SUPPLIED TEXT section start

Van Wynsberghe’s Paper Named a “Must Read”
Assistant Professor of Chemistry Adam Van Wynsberghe was a contributing author of a paper published in the June issue of the journal Chemical Biology and Drug Design. The paper, titled “Applying Molecular Dynamics Simulations to Identify Rarely Sampled Ligand bound Conformational States of Undecaprenyl Pyrophosphate Synthase, an Antibacterial Target,” presents the results of research conducted in collaboration with researchers at the University of California-San Diego, the Howard Hughes Medical Institute and the University of Illinois at Urbana-Champaign.

SUPPLIED TEXT section end
DATA EXCERPT section start

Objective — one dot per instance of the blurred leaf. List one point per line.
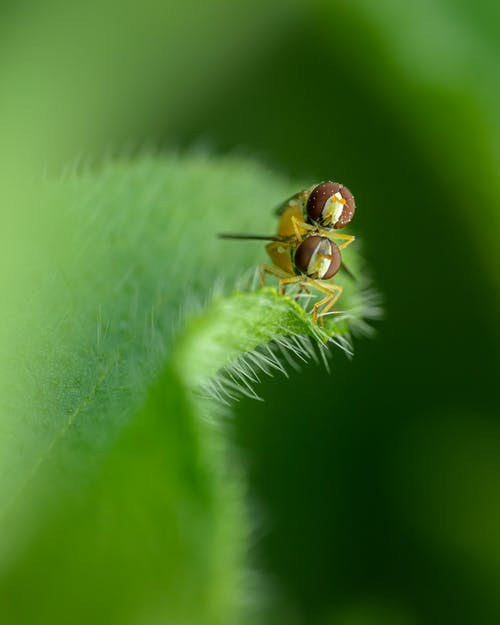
(434, 65)
(114, 495)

DATA EXCERPT section end

**TO DO**
a: Edit the part of the news item on Van Wynsberghe's paper that opens with the words containing "Van Wynsberghe’s Paper" and closes with "Illinois at Urbana-Champaign.", replacing "Assistant Professor" with "Associate Professor".
b: According to the news item on Van Wynsberghe's paper, for what purpose were molecular dynamics simulations applied in the research? Answer in one to three sentences.
c: Continue the news item on Van Wynsberghe's paper from its final sentence.
The listing bears no relation to the news item on Van Wynsberghe's paper.

**PER-TASK ANSWERS**
a:
Van Wynsberghe’s Paper Named a “Must Read”
Associate Professor of Chemistry Adam Van Wynsberghe was a contributing author of a paper published in the June issue of the journal Chemical Biology and Drug Design. The paper, titled “Applying Molecular Dynamics Simulations to Identify Rarely Sampled Ligand bound Conformational States of Undecaprenyl Pyrophosphate Synthase, an Antibacterial Target,” presents the results of research conducted in collaboration with researchers at the University of California-San Diego, the Howard Hughes Medical Institute and the University of Illinois at Urbana-Champaign.

b: The simulations were applied to identify rarely sampled ligand-bound conformational states of undecaprenyl pyrophosphate synthase. The paper's title identifies this enzyme as an antibacterial target.

c:
The authors used molecular dynamics and docking studies to explore the conformational flexibility and drug-binding properties of a bacterial protein used in cell-wall synthesis, Undecaprenyl Pyrophosphate Synthase (UPPS). Since human cells do not contain cell walls, UPPS is an attractive target for antimicrobial drugs. The work described in the paper provides evidence that when designing inhibitors, multiple conformations of the protein target must be considered. The simulations reproduced, on average, the experimental volume of the binding pocket when no inhibitor was bound. However, the conformation that permitted strong binding of small molecule inhibitors had a much larger binding pocket volume and was only rarely sampled. This suggests that identifying these rare active conformations is essential to effective rational drug design.
The paper was cited by the Faculty of 1000 (F1000) service as a “must-read.” F1000 is a post-publication peer review service that identifies important articles in biomedical research and recommends them to their users. F1000 reviews approximately 1,500 articles each month, representing the top 2% of all articles published across 40 areas of biology and medicine.
Van Wynsberghe’s lab studies protein flexibility and dynamics using a variety of computational and theoretical techniques. The lab’s general goals are to develop and utilize molecular simulation methods to investigate biological and biochemical systems from a physical and chemical perspective.